**Work required:**
Find each row below that contains the word "down", and copy every one of those rows in full.

>> Start Source records

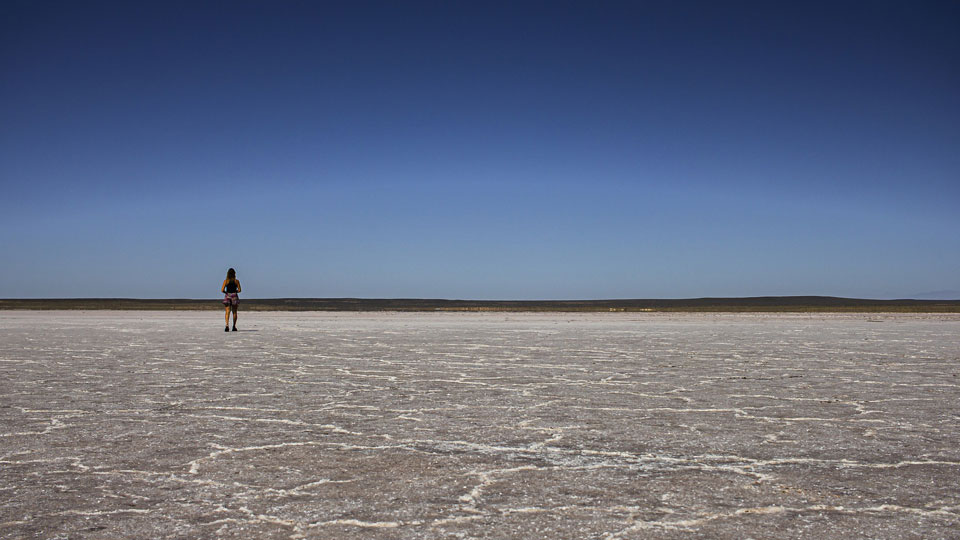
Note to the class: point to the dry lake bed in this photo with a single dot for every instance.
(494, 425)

>> End Source records
>> Start Source records

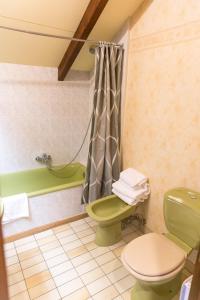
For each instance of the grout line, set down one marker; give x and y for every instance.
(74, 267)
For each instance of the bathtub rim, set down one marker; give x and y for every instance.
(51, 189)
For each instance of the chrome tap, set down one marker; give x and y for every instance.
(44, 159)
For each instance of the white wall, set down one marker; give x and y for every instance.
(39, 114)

>> End Source records

**Result of the exercise:**
For each instance of the grout line, set down one marker; give x and y for every instance.
For each instance of the bathtub rim, set down one marker; give x and y for every instance.
For each instance of the chrome tap, set down one marker; give x and y for every instance.
For each instance of the white wall, set down one marker; give x and y for every instance.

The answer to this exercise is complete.